**Given passage:**

************

It’s being ten years old and your mother completely leaving you on your own in terms of your schoolwork. It’s having no parental expectations or guidance in terms of your education.  It’s getting yourself up at 7 am and showering and making your own breakfast and sitting down at the kitchen table to figure out what you’re going to study that day.  It’s asking for help with math and having your mother tell you “look it up in the score key and figure it out from there”. It’s still not understanding algebra. It’s begging your mother to leave him and put you in school. It’s having your mother refuse to get your high school work for two years, so you’re 16 and just starting 9th grade. It’s feeling like a fraud of a person because everyone thinks you’re being educated but you know you’re not. It’s dying inside a little every time you hear your father say that he will never send another child to school and knowing that there is absolutely no hope for you.

It’s having no escape, not even school.

It’s perpetually hiding out in your room because that’s as far away as you can get. It’s living your whole life in books that you’ve smuggled into the house and keep hidden under your dresser. It’s being the weird kid who has no idea how to socialize with people their own age (even though you desperately need that human connection), and getting bullied and rejected for it. It’s having a curriculum that tells you that apartheid was beneficial, that HIV is God’s punishment for being homosexual, that as a woman a good career choice would be to be a pastor’s wife.

************

**Exercise prompt:**
Write out the stretch of the homeschooling passage from "It’s perpetually hiding" through "a pastor’s wife.", switching "books" to "novels".

**Items:**
************

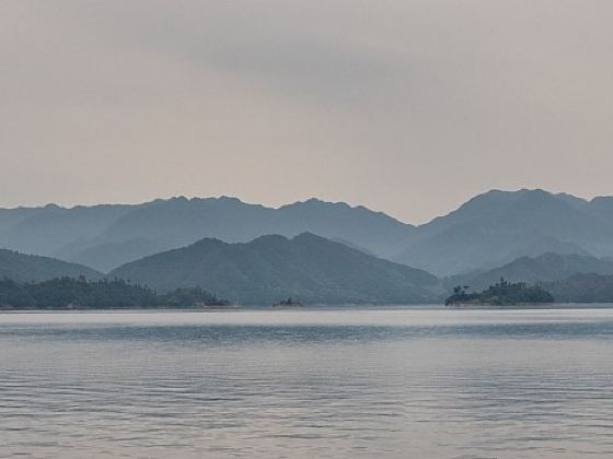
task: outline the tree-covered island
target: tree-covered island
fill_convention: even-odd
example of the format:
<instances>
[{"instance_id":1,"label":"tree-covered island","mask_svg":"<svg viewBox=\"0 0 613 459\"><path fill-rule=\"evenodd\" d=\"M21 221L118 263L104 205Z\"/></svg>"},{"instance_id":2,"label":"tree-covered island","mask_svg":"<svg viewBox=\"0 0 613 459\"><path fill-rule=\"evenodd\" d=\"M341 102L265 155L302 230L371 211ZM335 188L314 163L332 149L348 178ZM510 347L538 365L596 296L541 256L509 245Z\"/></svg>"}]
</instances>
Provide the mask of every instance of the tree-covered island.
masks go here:
<instances>
[{"instance_id":1,"label":"tree-covered island","mask_svg":"<svg viewBox=\"0 0 613 459\"><path fill-rule=\"evenodd\" d=\"M201 289L159 294L123 280L88 281L58 278L43 282L0 280L0 310L5 309L137 309L228 306Z\"/></svg>"},{"instance_id":2,"label":"tree-covered island","mask_svg":"<svg viewBox=\"0 0 613 459\"><path fill-rule=\"evenodd\" d=\"M505 279L482 292L469 292L467 285L458 285L453 294L444 302L446 306L454 305L491 305L513 306L527 304L547 304L555 299L550 292L539 285L525 282L511 283Z\"/></svg>"}]
</instances>

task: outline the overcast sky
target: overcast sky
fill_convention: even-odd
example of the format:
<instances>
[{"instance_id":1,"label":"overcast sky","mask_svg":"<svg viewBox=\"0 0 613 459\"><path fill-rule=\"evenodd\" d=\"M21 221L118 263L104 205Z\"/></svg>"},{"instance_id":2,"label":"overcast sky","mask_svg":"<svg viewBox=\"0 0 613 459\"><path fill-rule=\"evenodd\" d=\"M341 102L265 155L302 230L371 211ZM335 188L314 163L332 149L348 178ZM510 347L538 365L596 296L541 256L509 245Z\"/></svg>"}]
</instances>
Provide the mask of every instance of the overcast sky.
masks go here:
<instances>
[{"instance_id":1,"label":"overcast sky","mask_svg":"<svg viewBox=\"0 0 613 459\"><path fill-rule=\"evenodd\" d=\"M2 0L0 205L613 193L610 0Z\"/></svg>"}]
</instances>

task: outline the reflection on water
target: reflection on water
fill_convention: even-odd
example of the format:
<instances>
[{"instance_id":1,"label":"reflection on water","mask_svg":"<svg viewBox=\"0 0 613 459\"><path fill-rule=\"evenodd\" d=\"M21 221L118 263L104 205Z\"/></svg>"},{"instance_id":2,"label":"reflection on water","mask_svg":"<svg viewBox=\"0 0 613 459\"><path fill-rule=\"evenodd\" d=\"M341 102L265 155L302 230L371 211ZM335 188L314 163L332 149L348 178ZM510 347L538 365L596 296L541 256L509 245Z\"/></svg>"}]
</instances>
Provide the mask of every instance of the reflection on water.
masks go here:
<instances>
[{"instance_id":1,"label":"reflection on water","mask_svg":"<svg viewBox=\"0 0 613 459\"><path fill-rule=\"evenodd\" d=\"M0 456L613 454L613 309L0 315Z\"/></svg>"}]
</instances>

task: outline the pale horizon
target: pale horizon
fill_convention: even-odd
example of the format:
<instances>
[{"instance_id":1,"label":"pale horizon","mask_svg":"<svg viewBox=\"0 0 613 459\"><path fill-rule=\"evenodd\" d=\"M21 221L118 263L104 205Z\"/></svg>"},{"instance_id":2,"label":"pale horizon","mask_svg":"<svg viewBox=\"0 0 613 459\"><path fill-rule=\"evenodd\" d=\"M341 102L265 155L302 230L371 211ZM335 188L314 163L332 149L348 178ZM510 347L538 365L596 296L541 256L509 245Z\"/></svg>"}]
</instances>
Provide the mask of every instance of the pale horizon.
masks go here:
<instances>
[{"instance_id":1,"label":"pale horizon","mask_svg":"<svg viewBox=\"0 0 613 459\"><path fill-rule=\"evenodd\" d=\"M0 205L611 195L606 1L5 1Z\"/></svg>"}]
</instances>

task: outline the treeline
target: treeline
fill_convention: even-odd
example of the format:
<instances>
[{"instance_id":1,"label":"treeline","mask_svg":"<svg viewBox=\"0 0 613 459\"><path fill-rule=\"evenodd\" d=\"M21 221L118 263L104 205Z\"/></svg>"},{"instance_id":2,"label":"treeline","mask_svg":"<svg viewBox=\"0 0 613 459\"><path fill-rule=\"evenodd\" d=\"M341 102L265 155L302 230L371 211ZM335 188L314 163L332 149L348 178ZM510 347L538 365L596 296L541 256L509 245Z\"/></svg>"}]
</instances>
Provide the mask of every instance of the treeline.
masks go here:
<instances>
[{"instance_id":1,"label":"treeline","mask_svg":"<svg viewBox=\"0 0 613 459\"><path fill-rule=\"evenodd\" d=\"M21 283L0 280L1 309L129 309L225 306L228 302L201 289L177 289L160 295L123 280L88 281L58 278Z\"/></svg>"},{"instance_id":2,"label":"treeline","mask_svg":"<svg viewBox=\"0 0 613 459\"><path fill-rule=\"evenodd\" d=\"M477 304L477 305L519 305L554 303L553 295L540 285L528 285L525 282L511 283L500 279L483 292L467 292L467 286L458 285L453 295L446 299L446 305Z\"/></svg>"}]
</instances>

************

**The completed task:**
It’s perpetually hiding out in your room because that’s as far away as you can get. It’s living your whole life in novels that you’ve smuggled into the house and keep hidden under your dresser. It’s being the weird kid who has no idea how to socialize with people their own age (even though you desperately need that human connection), and getting bullied and rejected for it. It’s having a curriculum that tells you that apartheid was beneficial, that HIV is God’s punishment for being homosexual, that as a woman a good career choice would be to be a pastor’s wife.